London Calling ha scritto il contrario pero' : 



> la  gente arriva con *vassoi di dolci* per festeggiare con i colleghi, si   offre il caffé al bar, a casa vengono invitati i parenti,ecc. San   Giuseppe poi è anche la Festa del Papà, quindi si festeggia *ancora di   più*!


----------



## tiamospagna

En la ocasion del santo en Italia se suele felicitar a los que conocemos o que queremos. Tambien me occurrio, trabajando con gente que conocia por primera vez, de felicitar su santo si era el mismo dia aunque no era un santo muy conocido. Es probable que en algunos pueblos se festeja como dice London Calling. Segun mi experiencia depende mas de las personas.


----------



## Tomby

En España se sigue celebrando la _onomástica_ (más popularmente conocida como el _Día del Santo_), principalmente cuando dicho día es festivo o cae en domingo. Actualmente se celebra menos que antes pero se sigue celebrando. Sólo se escapan las personas cuyo nombre no figura en el santoral católico.


----------



## Geviert

En efecto, al menos en LA, generalmente no se distingue entre "el santo" y el cumpleaños de una persona. Me confirmarán los latinos in situ


----------



## joanvillafane

Sì ma anche le persone che non hanno il nome di un santo possono essere "tocayos"  - qui negli Stati Uniti, tra le persone hispano-parlante, è molto bello di avere un nome in comune.  Forse, come ha detto ursu-lab, quando ci sono tanti nomi "classici" non è molto notevole, ma qui se uno si chiama "Aníbal" o "Ulises" non ci sono tanti altri con lo stesso nome, allora il "tocayo" diventa più importante.

★ ★ ★

Compiti da svolgere
**A)** Riscrivi la parte della discussione sull'onomastico che si apre con le parole contenenti "En la ocasion" e si chiude con "el santoral católico.", sostituendo "pueblos" con "ciudades".
**B)** Per favore, rispondi a queste domande sulla discussione sull'onomastico:
(i) Nel testo citato da London Calling, di quale altra festa si dice che coincide con San Giuseppe?
(ii) Secondo Tomby, in quali casi si celebra soprattutto l'onomastico in Spagna?
(iii) Quali due nomi porta joanvillafane come esempio di nomi poco diffusi?

Blocco dati
★ ★ ★

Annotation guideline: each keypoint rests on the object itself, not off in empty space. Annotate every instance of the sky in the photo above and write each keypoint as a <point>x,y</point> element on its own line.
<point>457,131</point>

★ ★ ★

Risultati
**A)**
En la ocasion del santo en Italia se suele felicitar a los que conocemos o que queremos. Tambien me occurrio, trabajando con gente que conocia por primera vez, de felicitar su santo si era el mismo dia aunque no era un santo muy conocido. Es probable que en algunos ciudades se festeja como dice London Calling. Segun mi experiencia depende mas de las personas.


----------



## Tomby

En España se sigue celebrando la _onomástica_ (más popularmente conocida como el _Día del Santo_), principalmente cuando dicho día es festivo o cae en domingo. Actualmente se celebra menos que antes pero se sigue celebrando. Sólo se escapan las personas cuyo nombre no figura en el santoral católico.

**B)**
(i) La Festa del Papà.
(ii) Quando il giorno è festivo o cade di domenica.
(iii) "Aníbal" e "Ulises".